Segmentation mask data:
________________________

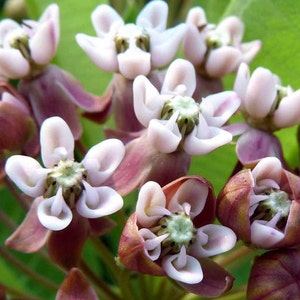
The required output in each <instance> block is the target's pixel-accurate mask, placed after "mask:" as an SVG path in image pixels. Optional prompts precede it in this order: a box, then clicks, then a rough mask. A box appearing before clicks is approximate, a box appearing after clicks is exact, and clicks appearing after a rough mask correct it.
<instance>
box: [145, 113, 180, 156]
mask: <svg viewBox="0 0 300 300" xmlns="http://www.w3.org/2000/svg"><path fill="white" fill-rule="evenodd" d="M173 116H174V118H173V117H172V118H171V119H170V120H167V121H165V120H156V119H153V120H151V121H150V123H149V126H148V132H147V137H148V139H149V141H150V142H151V145H152V146H153V147H154V148H155V149H157V150H158V151H159V152H161V153H172V152H174V151H176V150H177V148H178V145H179V143H180V141H181V139H182V136H181V133H180V132H179V129H178V125H177V123H176V118H177V116H176V115H175V114H174V115H173Z"/></svg>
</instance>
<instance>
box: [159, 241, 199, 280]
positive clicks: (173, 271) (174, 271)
mask: <svg viewBox="0 0 300 300" xmlns="http://www.w3.org/2000/svg"><path fill="white" fill-rule="evenodd" d="M182 249H185V248H184V247H182ZM180 255H186V253H179V254H175V255H170V256H166V257H164V258H163V259H162V262H161V264H162V268H163V269H164V271H165V272H166V273H167V275H168V276H169V277H171V278H172V279H174V280H177V281H180V282H184V283H188V284H196V283H199V282H201V280H202V279H203V273H202V268H201V265H200V263H199V261H198V260H197V259H196V258H194V257H192V256H189V255H186V263H185V265H184V266H180V267H178V266H177V264H178V260H180Z"/></svg>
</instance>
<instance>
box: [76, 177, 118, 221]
mask: <svg viewBox="0 0 300 300" xmlns="http://www.w3.org/2000/svg"><path fill="white" fill-rule="evenodd" d="M83 186H84V190H83V192H82V193H81V196H80V198H79V200H78V201H77V203H76V209H77V211H78V213H79V214H80V215H81V216H83V217H85V218H88V219H93V218H100V217H103V216H107V215H110V214H112V213H115V212H116V211H118V210H120V209H121V208H122V206H123V199H122V197H121V196H120V195H119V194H118V193H117V192H116V191H115V190H114V189H112V188H110V187H107V186H102V187H92V186H90V185H89V184H88V183H87V182H85V181H83Z"/></svg>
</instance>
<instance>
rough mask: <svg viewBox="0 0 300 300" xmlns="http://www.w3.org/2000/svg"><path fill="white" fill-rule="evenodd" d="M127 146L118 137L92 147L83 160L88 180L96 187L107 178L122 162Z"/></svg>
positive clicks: (97, 144)
mask: <svg viewBox="0 0 300 300" xmlns="http://www.w3.org/2000/svg"><path fill="white" fill-rule="evenodd" d="M124 155H125V147H124V145H123V143H122V142H121V141H120V140H118V139H108V140H105V141H102V142H101V143H99V144H97V145H95V146H93V147H92V148H90V150H89V151H88V153H87V154H86V155H85V157H84V159H83V160H82V164H83V166H84V167H85V169H86V170H87V171H88V174H87V181H88V182H89V183H90V184H91V185H92V186H94V187H97V186H100V185H101V184H102V183H103V182H104V181H105V180H107V179H108V178H109V177H110V176H111V175H112V174H113V172H114V171H115V170H116V168H117V167H118V166H119V164H120V163H121V161H122V159H123V158H124Z"/></svg>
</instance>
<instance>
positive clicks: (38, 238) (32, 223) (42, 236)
mask: <svg viewBox="0 0 300 300" xmlns="http://www.w3.org/2000/svg"><path fill="white" fill-rule="evenodd" d="M43 200H44V198H43V197H39V198H36V199H35V200H34V201H33V203H32V205H31V207H30V209H29V211H28V212H27V215H26V217H25V219H24V220H23V222H22V224H21V225H20V226H19V227H18V228H17V230H16V231H15V232H14V233H13V234H12V235H11V236H10V237H9V238H8V239H7V240H6V241H5V245H6V246H7V247H9V248H12V249H15V250H17V251H21V252H24V253H32V252H37V251H39V250H40V249H41V248H42V247H43V246H44V245H45V244H46V242H47V240H48V237H49V233H50V232H49V230H48V229H47V228H45V227H44V226H42V224H41V223H40V221H39V219H38V217H37V207H38V205H39V204H40V202H41V201H43Z"/></svg>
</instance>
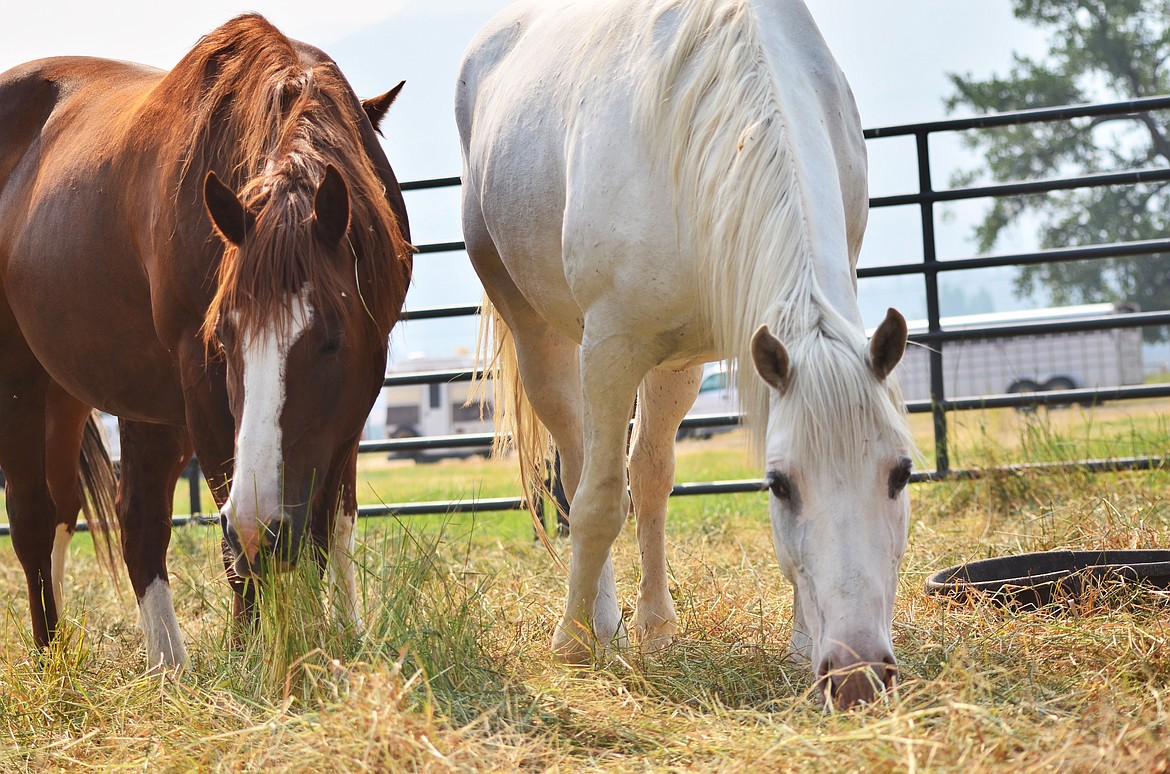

________________________

[ACTIVITY] Keep the pictures out and print all the records exactly as they are.

[ANSWER TO THE EXERCISE]
The required output in each <instance> block is the target's pixel-accurate mask, placed after "mask:" as an SVG path in image pixels. Optional prompts precede it in this order: a box, then clicks, then a rough mask. A box appearing before clicks is approximate, a box appearing after clicks is exact, and clicks appearing after a rough mask correct it.
<instance>
box: [145, 113, 180, 156]
mask: <svg viewBox="0 0 300 300" xmlns="http://www.w3.org/2000/svg"><path fill="white" fill-rule="evenodd" d="M173 116H174V118H173V117H172V118H171V119H170V120H167V121H165V120H156V119H153V120H151V121H150V123H149V126H148V132H147V137H148V139H149V141H150V142H151V145H152V146H153V147H154V148H155V149H157V150H158V151H159V152H161V153H172V152H174V151H176V150H177V148H178V145H179V143H180V141H181V139H182V136H181V133H180V132H179V129H178V125H177V123H176V118H177V116H176V115H175V114H174V115H173Z"/></svg>
</instance>
<instance>
box: [159, 241, 199, 280]
positive clicks: (173, 271) (174, 271)
mask: <svg viewBox="0 0 300 300" xmlns="http://www.w3.org/2000/svg"><path fill="white" fill-rule="evenodd" d="M182 249H185V248H184V247H182ZM180 255H186V253H179V254H175V255H170V256H166V257H164V258H163V259H162V262H161V264H162V268H163V269H164V271H165V272H166V273H167V275H168V276H169V277H171V278H172V279H174V280H177V281H180V282H184V283H188V284H196V283H199V282H201V280H202V279H203V273H202V268H201V265H200V263H199V261H198V260H197V259H196V258H194V257H192V256H189V255H186V263H185V265H184V266H180V267H178V266H177V264H178V260H180Z"/></svg>
</instance>
<instance>
box: [76, 177, 118, 221]
mask: <svg viewBox="0 0 300 300" xmlns="http://www.w3.org/2000/svg"><path fill="white" fill-rule="evenodd" d="M83 186H84V190H83V192H82V193H81V196H80V198H79V200H78V201H77V203H76V209H77V211H78V213H79V214H80V215H81V216H83V217H85V218H88V219H93V218H100V217H103V216H107V215H110V214H112V213H115V212H116V211H118V210H120V209H121V208H122V206H123V199H122V197H121V196H120V195H119V194H118V193H117V192H116V191H115V190H114V189H112V188H110V187H107V186H102V187H92V186H90V185H89V184H88V183H87V182H85V181H83Z"/></svg>
</instance>
<instance>
rough mask: <svg viewBox="0 0 300 300" xmlns="http://www.w3.org/2000/svg"><path fill="white" fill-rule="evenodd" d="M127 146L118 137L92 147L83 160L88 180L96 187L107 178L122 162Z"/></svg>
positive clicks: (97, 144)
mask: <svg viewBox="0 0 300 300" xmlns="http://www.w3.org/2000/svg"><path fill="white" fill-rule="evenodd" d="M124 155H125V147H124V145H123V143H122V142H121V141H120V140H118V139H108V140H105V141H102V142H101V143H99V144H97V145H95V146H93V147H92V148H90V150H89V151H88V153H87V154H86V155H85V157H84V159H83V160H82V164H83V166H84V167H85V169H86V170H87V171H88V174H87V181H88V182H89V183H90V184H91V185H92V186H94V187H97V186H100V185H101V184H102V183H103V182H104V181H105V180H107V179H108V178H109V177H110V176H111V175H112V174H113V172H114V171H115V170H116V168H117V167H118V166H119V164H120V163H121V161H122V159H123V158H124Z"/></svg>
</instance>
<instance>
positive clicks: (38, 238) (32, 223) (42, 236)
mask: <svg viewBox="0 0 300 300" xmlns="http://www.w3.org/2000/svg"><path fill="white" fill-rule="evenodd" d="M43 200H44V198H43V197H39V198H36V199H35V200H34V201H33V203H32V205H31V207H30V209H29V211H28V212H27V215H26V217H25V219H24V220H23V222H22V224H21V225H20V226H19V227H18V228H17V230H16V231H15V232H14V233H13V234H12V235H11V236H10V237H9V238H8V239H7V240H6V241H5V245H6V246H7V247H9V248H12V249H15V250H17V251H21V252H24V253H32V252H37V251H39V250H40V249H41V248H42V247H43V246H44V245H45V244H46V242H47V240H48V237H49V233H50V232H49V230H48V229H47V228H45V227H44V226H42V224H41V223H40V221H39V219H38V217H37V207H38V205H39V204H40V202H41V201H43Z"/></svg>
</instance>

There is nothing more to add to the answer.